### Data excerpts
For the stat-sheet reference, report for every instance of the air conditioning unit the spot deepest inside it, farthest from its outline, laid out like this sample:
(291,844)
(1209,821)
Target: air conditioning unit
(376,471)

### Problem requirements
Could you reproduce every line of the records above, requests included, with 120 added to each coordinate in the answers but not to the sample coordinates in the requests?

### Complete output
For the stat-sheet reference, report for every instance of the air conditioning unit the spot deepest inside it, farthest from its outline, laid out like this sample:
(291,844)
(1209,821)
Target: air conditioning unit
(496,591)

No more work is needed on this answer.